→ The task:
Change "buck" to "stag" in the records from the line with "Q: Can you identify where the eroded" through the end of the records, and give those lines again with nothing else altered.

(Region annotation entries)
· · · · ·
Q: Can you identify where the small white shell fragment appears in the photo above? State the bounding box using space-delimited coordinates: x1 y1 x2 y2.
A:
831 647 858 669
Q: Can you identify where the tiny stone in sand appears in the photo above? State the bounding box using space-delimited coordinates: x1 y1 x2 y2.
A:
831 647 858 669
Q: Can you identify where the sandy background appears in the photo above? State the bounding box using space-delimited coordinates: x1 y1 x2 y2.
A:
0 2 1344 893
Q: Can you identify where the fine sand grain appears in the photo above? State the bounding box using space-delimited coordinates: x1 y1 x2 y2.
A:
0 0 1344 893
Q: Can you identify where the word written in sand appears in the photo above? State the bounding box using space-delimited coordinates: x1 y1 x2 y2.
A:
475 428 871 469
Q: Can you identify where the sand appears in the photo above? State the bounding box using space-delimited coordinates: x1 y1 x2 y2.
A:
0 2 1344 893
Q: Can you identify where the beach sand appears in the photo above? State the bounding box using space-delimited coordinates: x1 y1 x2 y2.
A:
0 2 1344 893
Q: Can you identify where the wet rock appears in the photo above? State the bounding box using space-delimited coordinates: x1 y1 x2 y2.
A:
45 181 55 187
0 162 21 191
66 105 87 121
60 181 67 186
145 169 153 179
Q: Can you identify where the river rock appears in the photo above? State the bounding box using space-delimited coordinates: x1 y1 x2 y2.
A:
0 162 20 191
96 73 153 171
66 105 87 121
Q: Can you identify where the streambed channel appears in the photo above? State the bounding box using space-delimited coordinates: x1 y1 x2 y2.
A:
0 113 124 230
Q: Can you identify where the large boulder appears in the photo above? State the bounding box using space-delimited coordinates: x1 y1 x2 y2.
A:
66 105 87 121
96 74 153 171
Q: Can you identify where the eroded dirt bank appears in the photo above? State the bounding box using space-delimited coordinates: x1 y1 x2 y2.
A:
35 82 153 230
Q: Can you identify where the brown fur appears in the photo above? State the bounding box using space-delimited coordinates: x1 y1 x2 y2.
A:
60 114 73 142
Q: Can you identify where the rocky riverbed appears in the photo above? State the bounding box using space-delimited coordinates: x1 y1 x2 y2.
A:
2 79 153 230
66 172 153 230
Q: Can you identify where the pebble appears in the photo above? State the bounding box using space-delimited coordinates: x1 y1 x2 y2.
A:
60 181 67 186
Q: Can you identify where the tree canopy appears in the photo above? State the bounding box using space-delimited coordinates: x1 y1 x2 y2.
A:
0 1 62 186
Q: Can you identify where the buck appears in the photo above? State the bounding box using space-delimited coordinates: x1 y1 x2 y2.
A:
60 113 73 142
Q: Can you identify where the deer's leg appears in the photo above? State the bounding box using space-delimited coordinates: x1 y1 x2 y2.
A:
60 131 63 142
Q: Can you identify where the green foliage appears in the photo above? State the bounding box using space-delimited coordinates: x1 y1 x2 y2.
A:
· · · · ·
→ Exercise result:
Q: Can you identify where the eroded dirt bank appears in the photo above? State the bounding box using space-delimited coordinates: x1 y1 x2 y2.
A:
35 82 153 230
Q: Can you identify where the brown fur appears in the photo above? State the bounding box using space-delimited coordinates: x1 y1 x2 y2.
A:
60 114 73 142
Q: Can you identify where the rocky riverbed appears in the photo above? State the bounding box using space-delimited coordinates: x1 y1 x2 y2.
A:
2 79 153 230
66 172 153 230
Q: Can you identify where the pebble appears in the photo above? State the bounding box using space-delimited coordinates: x1 y1 x2 y2.
A:
60 181 67 186
Q: Can you identify where the tree canopy appears in the photo above? State the bounding box using space-delimited coordinates: x1 y1 x2 y2.
A:
0 1 62 186
Q: Can you identify where the stag appears in the photo above? State the bounding box using space-delimited coordinates: x1 y1 x2 y2.
A:
60 113 73 142
Q: Can you identify where the deer's leg appears in the photo above? State the bounding box using space-delimited coordinates: x1 y1 x2 y2.
A:
60 131 63 142
Q: Can you identify where the green foliage appears in the photo above? State the bounding box using space-delimited coordinates: x1 y1 x2 y2.
A:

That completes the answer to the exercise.